Постановка задачи: Перепишите, пожалуйста, все строки ниже слово в слово. Изображения в ответ не включайте.
╔══
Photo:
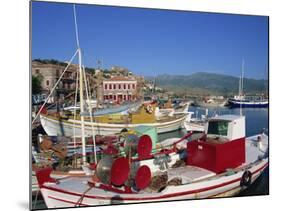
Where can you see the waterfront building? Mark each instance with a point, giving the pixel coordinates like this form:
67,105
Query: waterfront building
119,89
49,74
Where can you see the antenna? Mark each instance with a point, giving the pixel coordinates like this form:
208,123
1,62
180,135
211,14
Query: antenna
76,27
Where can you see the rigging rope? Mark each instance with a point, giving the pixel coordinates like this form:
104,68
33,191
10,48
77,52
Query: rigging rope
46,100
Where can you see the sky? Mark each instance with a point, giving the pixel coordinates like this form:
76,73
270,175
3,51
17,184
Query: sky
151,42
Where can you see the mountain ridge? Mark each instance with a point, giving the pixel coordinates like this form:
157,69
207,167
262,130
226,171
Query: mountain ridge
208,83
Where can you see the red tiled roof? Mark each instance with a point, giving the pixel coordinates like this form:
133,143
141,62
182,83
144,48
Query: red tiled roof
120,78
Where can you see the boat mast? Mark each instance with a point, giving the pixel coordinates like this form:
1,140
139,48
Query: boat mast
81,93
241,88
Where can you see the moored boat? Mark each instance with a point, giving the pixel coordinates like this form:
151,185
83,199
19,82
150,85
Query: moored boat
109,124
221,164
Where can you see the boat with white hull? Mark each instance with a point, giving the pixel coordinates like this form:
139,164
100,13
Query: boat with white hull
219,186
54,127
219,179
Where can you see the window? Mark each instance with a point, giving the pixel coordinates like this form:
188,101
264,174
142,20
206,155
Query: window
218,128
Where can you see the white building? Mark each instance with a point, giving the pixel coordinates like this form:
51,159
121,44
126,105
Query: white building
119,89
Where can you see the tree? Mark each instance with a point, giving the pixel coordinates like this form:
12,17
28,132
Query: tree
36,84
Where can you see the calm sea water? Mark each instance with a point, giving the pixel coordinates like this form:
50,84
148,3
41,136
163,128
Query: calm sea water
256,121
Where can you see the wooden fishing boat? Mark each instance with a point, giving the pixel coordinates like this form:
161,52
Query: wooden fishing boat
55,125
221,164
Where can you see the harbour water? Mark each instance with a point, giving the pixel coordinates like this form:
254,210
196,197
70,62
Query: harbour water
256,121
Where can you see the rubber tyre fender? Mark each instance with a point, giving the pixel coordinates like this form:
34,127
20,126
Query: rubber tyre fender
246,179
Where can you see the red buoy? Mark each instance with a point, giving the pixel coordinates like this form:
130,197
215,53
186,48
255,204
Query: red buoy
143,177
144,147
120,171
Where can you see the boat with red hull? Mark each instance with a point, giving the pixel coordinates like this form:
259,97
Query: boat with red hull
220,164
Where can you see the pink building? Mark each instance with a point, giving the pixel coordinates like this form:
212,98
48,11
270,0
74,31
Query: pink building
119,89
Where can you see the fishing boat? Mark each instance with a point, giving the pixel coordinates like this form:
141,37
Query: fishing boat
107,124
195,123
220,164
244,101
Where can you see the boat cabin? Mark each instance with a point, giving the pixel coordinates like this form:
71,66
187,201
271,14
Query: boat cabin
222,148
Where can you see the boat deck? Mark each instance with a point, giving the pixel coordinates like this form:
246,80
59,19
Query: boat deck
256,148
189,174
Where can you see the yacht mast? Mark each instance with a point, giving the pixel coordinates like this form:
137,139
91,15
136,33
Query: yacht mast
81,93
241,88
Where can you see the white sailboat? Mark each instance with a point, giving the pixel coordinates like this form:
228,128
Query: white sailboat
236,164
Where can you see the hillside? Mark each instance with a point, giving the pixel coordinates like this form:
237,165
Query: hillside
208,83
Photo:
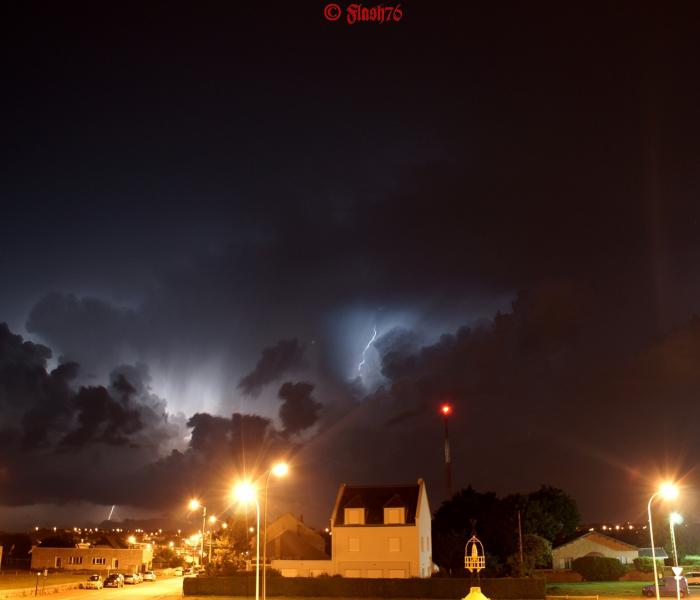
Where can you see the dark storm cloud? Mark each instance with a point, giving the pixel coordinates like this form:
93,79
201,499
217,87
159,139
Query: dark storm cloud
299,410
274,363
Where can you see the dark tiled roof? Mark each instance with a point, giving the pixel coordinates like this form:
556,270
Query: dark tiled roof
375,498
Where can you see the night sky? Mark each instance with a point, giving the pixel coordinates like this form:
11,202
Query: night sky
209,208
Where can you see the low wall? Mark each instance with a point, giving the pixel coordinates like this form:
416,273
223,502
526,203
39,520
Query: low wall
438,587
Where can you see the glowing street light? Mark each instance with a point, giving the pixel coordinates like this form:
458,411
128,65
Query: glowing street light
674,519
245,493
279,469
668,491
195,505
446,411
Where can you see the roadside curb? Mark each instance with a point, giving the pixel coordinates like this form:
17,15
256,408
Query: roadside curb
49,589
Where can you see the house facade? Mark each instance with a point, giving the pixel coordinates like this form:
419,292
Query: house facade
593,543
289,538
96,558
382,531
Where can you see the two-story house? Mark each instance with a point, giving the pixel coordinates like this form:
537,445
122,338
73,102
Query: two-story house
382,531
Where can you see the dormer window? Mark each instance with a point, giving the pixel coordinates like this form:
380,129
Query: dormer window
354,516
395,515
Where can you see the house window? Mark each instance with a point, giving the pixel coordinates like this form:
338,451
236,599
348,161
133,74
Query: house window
╚══
Полный ответ:
Photo:
Where can you see the waterfront building? Mark each instance with a point, giving the pixel coordinates like this form:
67,105
Query: waterfront building
119,89
49,74
Where can you see the antenna? Mark each instance with a point, giving the pixel coordinates like this form:
208,123
1,62
180,135
211,14
Query: antenna
76,27
Where can you see the rigging rope? Mark each instance with a point, giving the pixel coordinates like this form:
104,68
33,191
10,48
77,52
Query: rigging rope
46,100
Where can you see the sky? Mark each instance with a point, giving the pixel coordinates like this form:
76,73
270,175
3,51
17,184
Query: sky
151,42
Where can you see the mountain ridge? Mark each instance with a point, giving the pixel coordinates like this form:
157,69
207,167
262,130
226,171
Query: mountain ridge
208,83
Where can you see the red tiled roof? Mark each instance with a point, giving the pixel coordinates like this form:
133,143
141,62
182,83
144,48
Query: red tiled roof
120,78
Where can you see the boat mast? Mark each instance with a point, giving the pixel coordinates like this form:
1,140
139,48
Query: boat mast
81,93
241,88
Where can you see the moored boat? Mark each instance with a point, giving the pixel coordinates like this form:
151,185
83,199
19,82
150,85
Query: moored boat
109,124
221,164
Where can you see the boat with white hull? Mark each instance with a point, giving the pixel coordinates like this form:
139,164
100,13
Query: boat with white hull
219,186
54,127
219,179
Where can you see the window? Mark each instance with a point, giving the pixel coordinates like this form:
188,101
264,174
142,20
206,155
Query: window
218,128
Where can you see the white building? Mark each instance with a point, giving the pixel coordinates like this form:
51,159
121,44
126,105
Query: white building
119,89
Where can you see the tree? Mark each instance with a point, giving the pixel coordinates like this form:
12,17
28,132
Query: tree
36,84
Where can you see the calm sea water? Mark each instance with a point, giving the pixel coordinates like this form:
50,84
148,3
41,136
163,128
Query: calm sea water
256,121
Where can you see the wooden fishing boat? Mark each instance with a point, giving the pixel coordinates like this form:
161,52
Query: wooden fishing boat
55,125
221,164
Where can you see the harbour water? Mark each instance with a point, giving the pixel coordinates like this form:
254,210
196,197
70,62
Query: harbour water
256,121
Where can you see the rubber tyre fender? Mark each instance with a point, giving the pixel coordinates like this form:
34,127
20,126
Query: rubber tyre fender
246,179
Where can you see the red buoy? Mark each instance with a point, giving the pixel coordinates like this form:
130,197
215,53
186,48
255,204
Query: red buoy
143,177
144,147
120,171
Where can you see the boat with red hull? Mark each instance with a point, giving the pixel coordinates like this form:
259,97
Query: boat with red hull
220,164
Where can you see the pink building? Mark each instance with a point, giving the pixel coordinates like this form:
212,98
48,11
270,0
74,31
Query: pink building
119,89
Where can you see the fishing boat? Mark each instance with a point, giving the pixel coordinates like this form:
141,37
Query: fishing boat
107,124
195,123
220,164
244,101
Where can you see the boat cabin? Mark each instance with a point, giving the pixel coordinates like this form:
71,66
187,201
271,14
Query: boat cabin
222,148
Where can you see the boat deck? Mark each instance with a point, giving the pixel coordinates like this form:
246,80
59,19
Query: boat deck
256,148
189,174
Where can you see the yacht mast? Mark each instance with a point, giving the pixel coordinates like this form:
137,139
91,15
136,33
Query: yacht mast
81,93
241,88
Where can you see the white sailboat? Mark each instance with a point, giving the pixel coordinates like this form:
228,128
Query: white sailboat
236,164
Where can you see the hillside? Mark each instance with a point, giving the pixel coordinates like this form:
237,165
Query: hillside
208,83
Photo:
Where can you see the dark storm cloud? Mark each instance with a point, giving the pixel coordinates like this form:
93,79
201,499
217,87
159,139
Query: dark storm cloud
299,410
274,363
Where can you see the dark tiled roof? Mark each instance with a point, giving the pixel coordinates like this form:
556,270
Query: dark tiled roof
375,498
Where can you see the night sky? Mark each instance with a point, giving the pixel coordinates like this form:
11,202
Query: night sky
209,208
Where can you see the low wall? Mark each instance with a point, giving the pixel coordinates like this form:
416,273
223,502
526,203
39,520
Query: low wall
438,587
Where can you see the glowing street light? Mark each instance with a point, giving the pixel coordinates like this form:
458,411
128,65
Query: glowing street light
674,519
245,493
279,469
668,491
195,505
446,411
Where can you see the roadside curb? Mark each instance with a point, giving the pixel coordinates like this form:
17,15
256,408
Query: roadside curb
49,589
Where can you see the house facade? Mark each instance with a point, giving the pixel coordinates like this form:
419,292
Query: house facade
593,543
289,538
96,558
382,531
Where can you see the two-story house? Mark each instance with a point, giving the pixel coordinates like this form:
537,445
122,338
73,102
Query: two-story house
382,531
Where can you see the dormer window? Mark each instance with a point, giving the pixel coordinates like this form:
380,129
Query: dormer window
354,516
395,515
Where can you see the house window? Mark each instance with a point, giving the pixel coordinates like this form:
338,451
236,599
348,161
133,74
Query: house window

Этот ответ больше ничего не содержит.